══ Okuma Metni ══
Ne Aramıştın?

Yeme, içme, gezme, görme, gülme, annelik, babalık, çocukluk, sanat, çizme, boyama, müzik, tiyatro, film..

Friday, September 21, 2012

Kısa Kısa..

Küçüğüm. Yaş 7-10 civarı. Niğde'de ananemin yanındayım. Arkadaşlarla bağ, bahçe dolanıp duruyoruz. Bir Kubilay abi var. Mahallenin yakışıklısı. Son model bisikletiyle dolanıyor etrafta.

Arkasından 'kupilay abeee' diye bağırıyoruz, dönüp bakınca da utanıp sağa sola kaçışıyoruz. Küçüğüz ya yüzümüze bile bakmıyor şerefsiz. Farkında ama öl dese, öleceğiz.

Beni de annemin giydirdiği yaşlar. Etek, elbise, gömlek, hırka artık eline ne geçerse. Bir ara dikiş, nakışa heves edip epey kuklaya çevirmişti beni.  Nasıl bir kafaysa isyan talebim bile yok. Yine kendi diktiği üzeri bisikletli askılı uçuşan elbiseyle sokaklardayım.

Neyse bir ara bu kupilay abee iki arkadaşımla beni yanına çağırıyor. Havalı bisikletiyle bize poz kesmiş, yüreğimizi hoplatmış, az ileriden bize gel gel diyor. Abov ne diyecek ki şimdi?
═══
══ Verilen Bilgiler ══
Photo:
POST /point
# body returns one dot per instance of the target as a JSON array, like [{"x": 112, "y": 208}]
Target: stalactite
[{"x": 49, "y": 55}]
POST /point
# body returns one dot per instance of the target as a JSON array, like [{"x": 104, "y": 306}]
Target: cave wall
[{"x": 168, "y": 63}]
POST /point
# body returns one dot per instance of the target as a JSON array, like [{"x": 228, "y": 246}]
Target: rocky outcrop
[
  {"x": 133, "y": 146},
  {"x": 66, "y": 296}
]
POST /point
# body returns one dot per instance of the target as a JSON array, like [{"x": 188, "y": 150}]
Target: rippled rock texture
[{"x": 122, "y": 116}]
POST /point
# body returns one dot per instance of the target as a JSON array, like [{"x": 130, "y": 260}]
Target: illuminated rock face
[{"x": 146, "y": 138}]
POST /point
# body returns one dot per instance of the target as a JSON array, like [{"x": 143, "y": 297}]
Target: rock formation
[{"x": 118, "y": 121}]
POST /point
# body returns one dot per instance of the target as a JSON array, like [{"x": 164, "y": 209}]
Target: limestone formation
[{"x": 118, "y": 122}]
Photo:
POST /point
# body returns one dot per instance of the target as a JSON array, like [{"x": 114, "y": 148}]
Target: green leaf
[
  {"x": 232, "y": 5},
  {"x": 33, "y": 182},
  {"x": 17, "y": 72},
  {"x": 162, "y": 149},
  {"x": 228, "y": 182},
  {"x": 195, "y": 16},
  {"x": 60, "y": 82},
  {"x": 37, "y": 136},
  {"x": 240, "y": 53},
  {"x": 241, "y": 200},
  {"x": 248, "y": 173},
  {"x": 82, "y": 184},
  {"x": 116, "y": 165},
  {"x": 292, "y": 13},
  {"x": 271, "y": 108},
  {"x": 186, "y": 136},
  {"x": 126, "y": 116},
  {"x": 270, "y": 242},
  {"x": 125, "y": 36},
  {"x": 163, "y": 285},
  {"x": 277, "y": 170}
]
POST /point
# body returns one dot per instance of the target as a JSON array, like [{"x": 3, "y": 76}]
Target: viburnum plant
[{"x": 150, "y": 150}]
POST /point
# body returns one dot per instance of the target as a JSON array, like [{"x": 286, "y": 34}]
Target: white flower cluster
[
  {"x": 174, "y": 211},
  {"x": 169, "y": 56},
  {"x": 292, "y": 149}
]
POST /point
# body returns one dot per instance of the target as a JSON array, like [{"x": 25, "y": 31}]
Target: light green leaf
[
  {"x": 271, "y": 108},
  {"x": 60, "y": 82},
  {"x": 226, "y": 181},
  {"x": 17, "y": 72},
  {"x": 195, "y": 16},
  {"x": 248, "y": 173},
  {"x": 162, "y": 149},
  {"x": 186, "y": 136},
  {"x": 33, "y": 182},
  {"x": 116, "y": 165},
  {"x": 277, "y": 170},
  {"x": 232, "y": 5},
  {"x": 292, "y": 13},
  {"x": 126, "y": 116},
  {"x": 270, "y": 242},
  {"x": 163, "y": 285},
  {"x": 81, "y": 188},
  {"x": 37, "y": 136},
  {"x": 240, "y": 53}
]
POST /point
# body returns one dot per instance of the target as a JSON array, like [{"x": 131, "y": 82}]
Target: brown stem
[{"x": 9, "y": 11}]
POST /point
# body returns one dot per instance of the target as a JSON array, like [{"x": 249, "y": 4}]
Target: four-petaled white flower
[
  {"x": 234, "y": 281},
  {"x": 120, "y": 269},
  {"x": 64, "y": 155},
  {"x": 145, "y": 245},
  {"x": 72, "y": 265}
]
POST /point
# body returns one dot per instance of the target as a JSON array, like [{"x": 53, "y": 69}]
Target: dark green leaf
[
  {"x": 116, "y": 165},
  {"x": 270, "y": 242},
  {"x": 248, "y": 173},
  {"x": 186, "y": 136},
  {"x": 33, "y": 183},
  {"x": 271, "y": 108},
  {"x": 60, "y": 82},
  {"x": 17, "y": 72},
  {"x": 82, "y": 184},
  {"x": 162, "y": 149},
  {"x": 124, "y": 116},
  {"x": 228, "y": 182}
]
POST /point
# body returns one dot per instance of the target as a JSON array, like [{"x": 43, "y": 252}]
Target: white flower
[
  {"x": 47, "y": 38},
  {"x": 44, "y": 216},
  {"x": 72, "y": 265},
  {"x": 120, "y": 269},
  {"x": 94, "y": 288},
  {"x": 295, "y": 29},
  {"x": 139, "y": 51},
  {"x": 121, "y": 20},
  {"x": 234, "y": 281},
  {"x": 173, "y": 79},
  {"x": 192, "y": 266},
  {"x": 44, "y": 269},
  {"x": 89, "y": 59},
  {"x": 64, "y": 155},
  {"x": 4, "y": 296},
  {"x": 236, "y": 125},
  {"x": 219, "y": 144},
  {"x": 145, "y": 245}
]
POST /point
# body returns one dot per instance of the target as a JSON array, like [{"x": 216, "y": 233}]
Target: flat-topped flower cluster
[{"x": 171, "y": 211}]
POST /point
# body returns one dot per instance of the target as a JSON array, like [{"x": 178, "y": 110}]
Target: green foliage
═══
* _Görev_:
Çocukluk anısını anlatan metnin "Kısa Kısa.." ifadesinden "diyecek ki şimdi?" ifadesine kadar (bu ifade de dahil) olan kısmını, "hırka" sözcüğünü "kazak" ile değiştirerek yeniden yazınız. Bu kayıtlara gerek duyulmamaktadır.

* _Alıştırma Sonucu_:
Kısa Kısa..

Küçüğüm. Yaş 7-10 civarı. Niğde'de ananemin yanındayım. Arkadaşlarla bağ, bahçe dolanıp duruyoruz. Bir Kubilay abi var. Mahallenin yakışıklısı. Son model bisikletiyle dolanıyor etrafta.

Arkasından 'kupilay abeee' diye bağırıyoruz, dönüp bakınca da utanıp sağa sola kaçışıyoruz. Küçüğüz ya yüzümüze bile bakmıyor şerefsiz. Farkında ama öl dese, öleceğiz.

Beni de annemin giydirdiği yaşlar. Etek, elbise, gömlek, kazak artık eline ne geçerse. Bir ara dikiş, nakışa heves edip epey kuklaya çevirmişti beni.  Nasıl bir kafaysa isyan talebim bile yok. Yine kendi diktiği üzeri bisikletli askılı uçuşan elbiseyle sokaklardayım.

Neyse bir ara bu kupilay abee iki arkadaşımla beni yanına çağırıyor. Havalı bisikletiyle bize poz kesmiş, yüreğimizi hoplatmış, az ileriden bize gel gel diyor. Abov ne diyecek ki şimdi?